Written request 1
Reproduce the listing verbatim, starting with the line that contains "Task — mark the fluorescent" and going on through the final line of the listing.

Extract
##############################

Open lxy21319 opened 3 years ago

lxy21319 commented 3 years ago

hello, here are the two function of uniform quantization from CIFAR10 and Imagenet: def uniform_quant(x, b=3): xdiv = x.mul(2 ** b - 1) xhard = xdiv.round().div(2 ** b - 1) return xhard def uniform_quantization(tensor, alpha, bit, is_weight=True, grad_scale=None): if grad_scale: alpha = gradient_scale(alpha, grad_scale) data = tensor / alpha if is_weight: data = data.clamp(-1, 1) data = data * (2 ** (bit - 1) - 1) data_q = (data.round() - data).detach() + data data_q = data_q / (2 ** (bit - 1) - 1) * alpha else: data = data.clamp(0, 1) data = data * (2 ** bit - 1) data_q = (data.round() - data).detach() + data data_q = data_q / (2 ** (bit - 1) - 1) * alpha return data_q

I want to know why the input first need to multiply (2 bit - 1)?? multiply (2 bit - 1) then divide (2 ** b - 1) ,is it the number not changed? thanks

lxy21319 commented 3 years ago

it means de-quantization?

yhhhli commented 3 years ago

Hi,

Thanks for your question. We define alpha as the clipping threshold for the quantization. Not the step size between two adjacent quantization levels. So we expect the tensor divide by alpha will lie in [0, 1], and then scale them to [0, 2**b-1] so that round() function can compute the corresponding integers. After, rounding-to-nearest, we scale the integers back to original range, also known as the de-quantization as you mentioned.

##############################

Data for processing
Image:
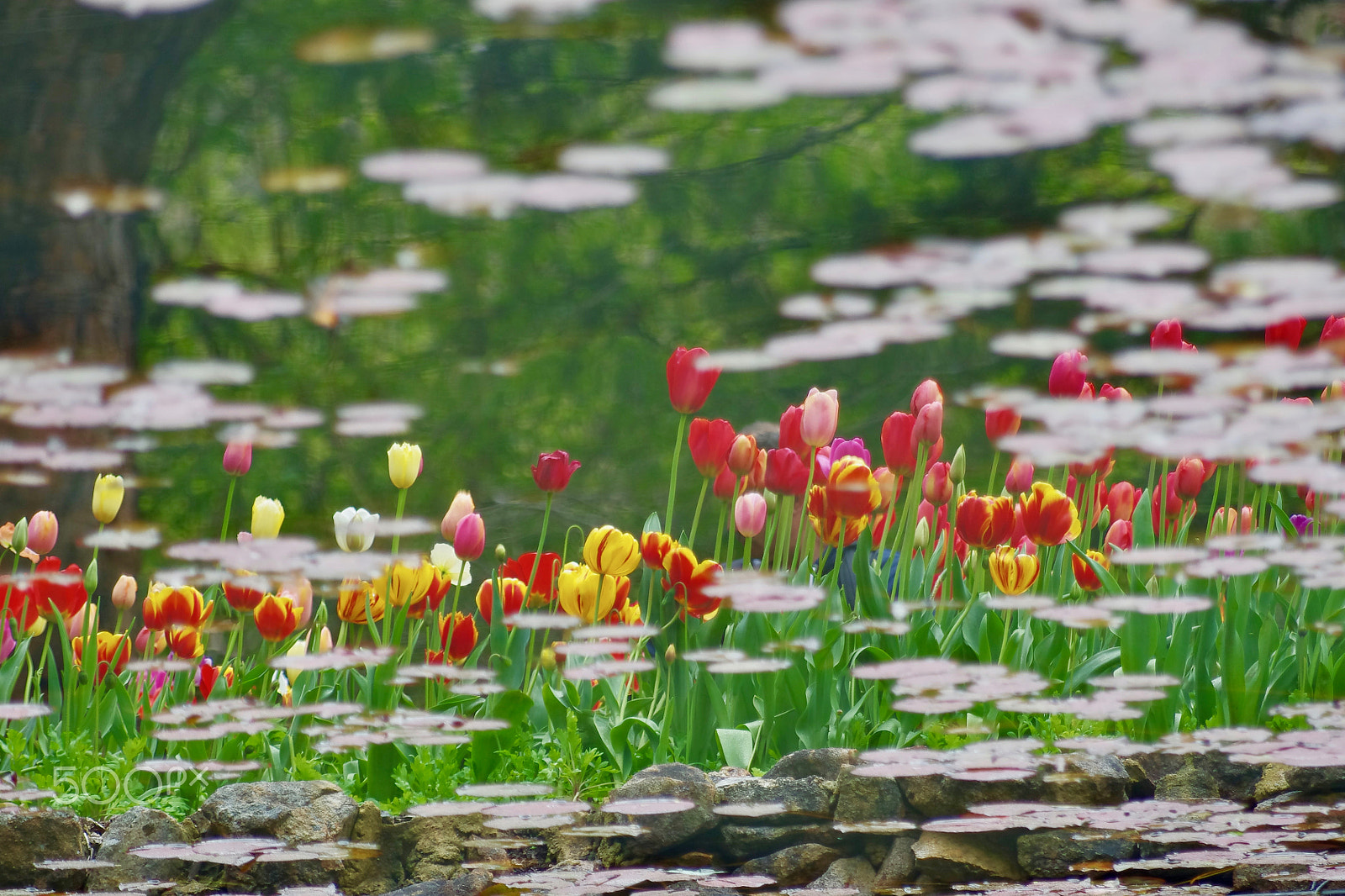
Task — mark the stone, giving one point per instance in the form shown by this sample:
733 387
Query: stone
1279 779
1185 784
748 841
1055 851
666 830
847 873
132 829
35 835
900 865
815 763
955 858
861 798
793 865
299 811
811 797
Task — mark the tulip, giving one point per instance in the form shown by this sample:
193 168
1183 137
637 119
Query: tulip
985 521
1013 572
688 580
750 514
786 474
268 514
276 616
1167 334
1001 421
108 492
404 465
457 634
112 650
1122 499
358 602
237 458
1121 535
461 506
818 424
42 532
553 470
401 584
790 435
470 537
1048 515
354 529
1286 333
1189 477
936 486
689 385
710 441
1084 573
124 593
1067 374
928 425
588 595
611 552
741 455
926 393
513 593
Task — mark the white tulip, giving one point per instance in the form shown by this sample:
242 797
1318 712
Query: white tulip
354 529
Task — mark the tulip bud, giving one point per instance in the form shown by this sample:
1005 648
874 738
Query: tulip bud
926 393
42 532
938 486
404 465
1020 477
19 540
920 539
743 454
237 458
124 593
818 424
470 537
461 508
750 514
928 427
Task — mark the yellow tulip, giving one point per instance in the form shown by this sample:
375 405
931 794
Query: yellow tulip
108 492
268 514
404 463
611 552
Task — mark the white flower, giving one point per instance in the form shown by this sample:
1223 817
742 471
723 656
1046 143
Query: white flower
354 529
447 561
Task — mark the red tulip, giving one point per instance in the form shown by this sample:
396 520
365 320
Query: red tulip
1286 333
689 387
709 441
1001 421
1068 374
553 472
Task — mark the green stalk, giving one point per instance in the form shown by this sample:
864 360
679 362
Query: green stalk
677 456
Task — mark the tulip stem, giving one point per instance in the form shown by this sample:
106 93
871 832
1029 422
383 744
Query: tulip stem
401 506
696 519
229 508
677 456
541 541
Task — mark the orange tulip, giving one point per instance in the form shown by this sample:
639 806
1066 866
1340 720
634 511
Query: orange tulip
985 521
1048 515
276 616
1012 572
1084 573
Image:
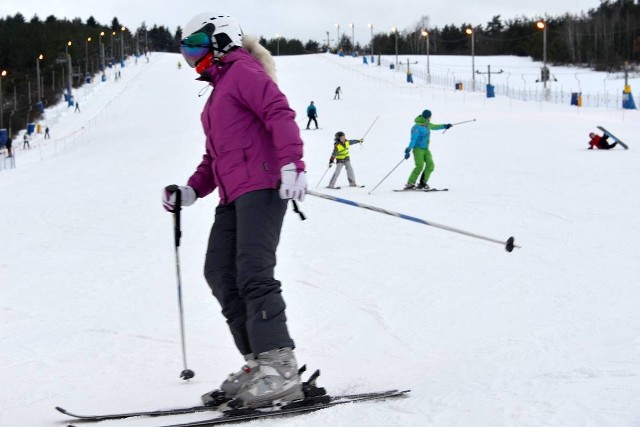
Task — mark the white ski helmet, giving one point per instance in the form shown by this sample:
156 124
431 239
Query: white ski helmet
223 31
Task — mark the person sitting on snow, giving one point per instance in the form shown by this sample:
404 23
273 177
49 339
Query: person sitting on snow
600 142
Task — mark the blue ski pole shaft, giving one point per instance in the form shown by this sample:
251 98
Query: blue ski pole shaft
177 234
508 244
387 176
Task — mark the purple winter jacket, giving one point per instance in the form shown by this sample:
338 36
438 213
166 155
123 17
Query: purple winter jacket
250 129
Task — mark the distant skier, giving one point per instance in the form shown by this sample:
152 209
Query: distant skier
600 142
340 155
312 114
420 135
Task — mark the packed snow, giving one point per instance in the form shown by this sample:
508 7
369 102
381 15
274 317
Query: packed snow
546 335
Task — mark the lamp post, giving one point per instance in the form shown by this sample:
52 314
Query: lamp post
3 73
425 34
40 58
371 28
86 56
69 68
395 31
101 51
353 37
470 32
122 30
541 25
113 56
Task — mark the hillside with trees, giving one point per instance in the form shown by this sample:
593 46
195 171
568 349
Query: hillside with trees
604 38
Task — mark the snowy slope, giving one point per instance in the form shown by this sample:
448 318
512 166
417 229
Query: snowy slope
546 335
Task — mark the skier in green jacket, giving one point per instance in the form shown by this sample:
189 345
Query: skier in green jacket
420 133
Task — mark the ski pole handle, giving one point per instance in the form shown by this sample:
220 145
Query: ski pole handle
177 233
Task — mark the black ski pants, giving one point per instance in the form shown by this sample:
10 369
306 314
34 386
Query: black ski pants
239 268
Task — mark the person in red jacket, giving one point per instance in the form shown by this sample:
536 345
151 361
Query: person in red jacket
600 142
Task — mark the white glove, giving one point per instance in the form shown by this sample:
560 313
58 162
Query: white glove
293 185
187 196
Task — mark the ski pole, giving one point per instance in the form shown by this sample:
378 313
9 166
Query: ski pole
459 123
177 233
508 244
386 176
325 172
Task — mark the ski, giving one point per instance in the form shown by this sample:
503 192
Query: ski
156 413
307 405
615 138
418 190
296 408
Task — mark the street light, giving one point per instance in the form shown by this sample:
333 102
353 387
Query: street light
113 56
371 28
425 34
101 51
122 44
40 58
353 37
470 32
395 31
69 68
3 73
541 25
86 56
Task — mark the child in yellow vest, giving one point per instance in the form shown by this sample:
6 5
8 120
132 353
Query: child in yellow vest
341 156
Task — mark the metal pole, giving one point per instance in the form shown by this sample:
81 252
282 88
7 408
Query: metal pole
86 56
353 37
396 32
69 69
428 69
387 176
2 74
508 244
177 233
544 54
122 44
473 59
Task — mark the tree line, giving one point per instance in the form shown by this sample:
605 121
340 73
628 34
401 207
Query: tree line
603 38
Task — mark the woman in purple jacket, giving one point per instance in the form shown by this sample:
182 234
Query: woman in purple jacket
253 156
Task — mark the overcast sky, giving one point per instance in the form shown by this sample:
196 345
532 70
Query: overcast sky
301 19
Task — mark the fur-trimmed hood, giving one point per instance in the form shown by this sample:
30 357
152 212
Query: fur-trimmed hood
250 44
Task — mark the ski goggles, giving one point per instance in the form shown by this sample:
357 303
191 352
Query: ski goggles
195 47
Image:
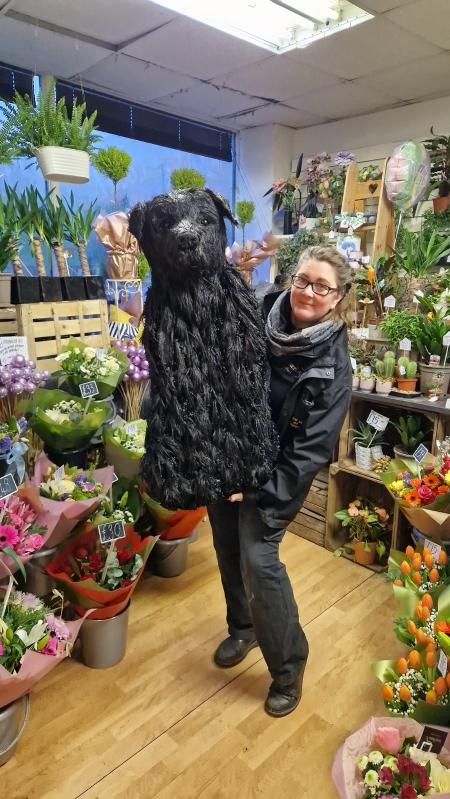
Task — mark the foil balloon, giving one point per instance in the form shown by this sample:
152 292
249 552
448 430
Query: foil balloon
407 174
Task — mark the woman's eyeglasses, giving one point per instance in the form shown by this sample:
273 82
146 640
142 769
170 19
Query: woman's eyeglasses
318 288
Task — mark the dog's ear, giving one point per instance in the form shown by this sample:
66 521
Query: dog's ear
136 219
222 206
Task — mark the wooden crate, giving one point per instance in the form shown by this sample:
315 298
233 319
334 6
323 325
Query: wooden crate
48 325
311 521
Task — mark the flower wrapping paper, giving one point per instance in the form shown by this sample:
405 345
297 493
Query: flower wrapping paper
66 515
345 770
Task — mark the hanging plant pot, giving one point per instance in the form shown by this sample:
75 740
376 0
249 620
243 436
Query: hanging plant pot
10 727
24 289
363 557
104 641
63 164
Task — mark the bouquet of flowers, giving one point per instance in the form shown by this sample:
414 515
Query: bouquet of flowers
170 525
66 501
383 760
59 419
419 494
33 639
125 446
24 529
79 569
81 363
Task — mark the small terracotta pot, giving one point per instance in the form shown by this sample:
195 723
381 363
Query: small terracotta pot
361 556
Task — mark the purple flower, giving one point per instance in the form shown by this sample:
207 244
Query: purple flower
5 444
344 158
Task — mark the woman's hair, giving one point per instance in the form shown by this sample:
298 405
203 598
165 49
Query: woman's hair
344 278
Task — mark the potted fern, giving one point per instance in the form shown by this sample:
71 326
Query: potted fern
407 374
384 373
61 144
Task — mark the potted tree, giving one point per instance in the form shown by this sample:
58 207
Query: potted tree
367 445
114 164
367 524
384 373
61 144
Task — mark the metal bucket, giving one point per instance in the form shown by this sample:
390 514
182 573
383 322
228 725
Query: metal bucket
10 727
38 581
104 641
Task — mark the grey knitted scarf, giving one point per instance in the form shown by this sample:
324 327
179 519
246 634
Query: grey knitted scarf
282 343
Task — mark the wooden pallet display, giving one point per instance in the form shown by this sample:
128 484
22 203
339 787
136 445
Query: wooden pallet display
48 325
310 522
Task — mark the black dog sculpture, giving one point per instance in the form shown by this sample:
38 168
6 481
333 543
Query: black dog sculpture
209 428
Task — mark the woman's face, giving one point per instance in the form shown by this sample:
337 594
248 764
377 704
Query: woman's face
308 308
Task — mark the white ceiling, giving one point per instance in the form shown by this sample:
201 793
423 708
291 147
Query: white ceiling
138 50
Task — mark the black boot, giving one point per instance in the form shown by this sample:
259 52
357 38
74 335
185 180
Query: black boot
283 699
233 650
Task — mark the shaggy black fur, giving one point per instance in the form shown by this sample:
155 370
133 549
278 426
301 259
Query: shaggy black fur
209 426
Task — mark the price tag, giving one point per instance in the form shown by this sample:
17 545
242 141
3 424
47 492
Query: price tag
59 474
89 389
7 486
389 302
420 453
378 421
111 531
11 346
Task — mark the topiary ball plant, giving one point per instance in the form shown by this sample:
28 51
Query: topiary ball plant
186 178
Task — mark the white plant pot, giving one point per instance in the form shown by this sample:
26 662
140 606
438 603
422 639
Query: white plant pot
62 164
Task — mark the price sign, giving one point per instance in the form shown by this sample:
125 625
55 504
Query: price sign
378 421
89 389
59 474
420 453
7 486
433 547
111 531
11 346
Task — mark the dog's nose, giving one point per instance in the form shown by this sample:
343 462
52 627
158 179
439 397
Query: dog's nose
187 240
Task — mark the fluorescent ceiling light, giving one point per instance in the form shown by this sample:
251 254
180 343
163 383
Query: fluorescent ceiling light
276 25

##############################

Written request 2
In the quantization discussion, how does the reply define alpha?

Exercise result 1
Task — mark the fluorescent ceiling light, giving one point per instance in the form shown by this sample:
251 254
180 343
163 383
Query: fluorescent ceiling light
276 25

Exercise result 2
Alpha is the clipping threshold for the quantization, not the step size between two adjacent quantization levels.